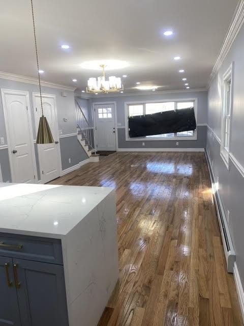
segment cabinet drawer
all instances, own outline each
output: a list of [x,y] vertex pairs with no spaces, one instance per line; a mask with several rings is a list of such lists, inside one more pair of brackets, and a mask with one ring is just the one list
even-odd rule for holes
[[0,256],[63,265],[61,240],[0,232]]

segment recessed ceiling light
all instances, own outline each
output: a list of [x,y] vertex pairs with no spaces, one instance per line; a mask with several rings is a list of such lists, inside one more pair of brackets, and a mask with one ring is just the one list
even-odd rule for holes
[[138,90],[141,90],[141,91],[149,91],[152,90],[156,90],[158,88],[158,86],[155,86],[155,85],[145,85],[143,86],[137,86],[136,87]]
[[172,34],[173,34],[172,31],[166,31],[164,33],[164,35],[165,35],[165,36],[170,36],[170,35],[172,35]]
[[96,60],[93,61],[85,61],[81,64],[80,66],[85,69],[93,70],[102,70],[101,65],[105,66],[105,70],[112,70],[113,69],[120,69],[129,66],[126,61],[120,60]]

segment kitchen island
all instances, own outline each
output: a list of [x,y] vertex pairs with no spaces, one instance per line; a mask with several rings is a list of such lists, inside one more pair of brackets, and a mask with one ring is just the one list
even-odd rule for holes
[[96,326],[118,277],[115,191],[0,183],[0,326]]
□ □ □
Swap "outline" for "polygon" in every entry above and reproduce them with all other text unchanged, omitting the pictures.

segment cabinet drawer
all instances, own polygon each
output: a list of [x,y] vertex pairs with no spaces, one instance per line; a mask with several rings is a list of such lists, inside one more pair of brackets, and a mask with one ring is just the one list
even-odd rule for holes
[[0,256],[63,265],[61,240],[0,232]]

segment recessed ceiling light
all instances, own polygon each
output: a list of [x,y] vertex pairs with no spaces, one instance per line; a mask with several rings is a list of such lists, inside one more pair of brackets, and a mask with one ring is just the one list
even-odd rule for holes
[[138,90],[141,90],[141,91],[149,91],[152,90],[156,90],[158,88],[158,86],[155,86],[155,85],[145,85],[143,86],[137,86],[136,87]]
[[172,34],[173,34],[172,31],[166,31],[164,33],[164,35],[165,35],[165,36],[170,36],[170,35],[172,35]]
[[96,60],[93,61],[85,61],[81,64],[80,66],[85,69],[93,70],[102,70],[101,65],[105,66],[105,70],[112,70],[113,69],[120,69],[129,66],[126,61],[120,60]]

segment kitchen island
all instances, own polygon each
output: a list of [x,y] vertex pairs with no spaces, one instance per line; a mask with several rings is a list of such lists, inside one more pair of brackets, and a mask with one ring is just the one list
even-odd rule for holes
[[96,326],[118,277],[115,191],[0,183],[0,326]]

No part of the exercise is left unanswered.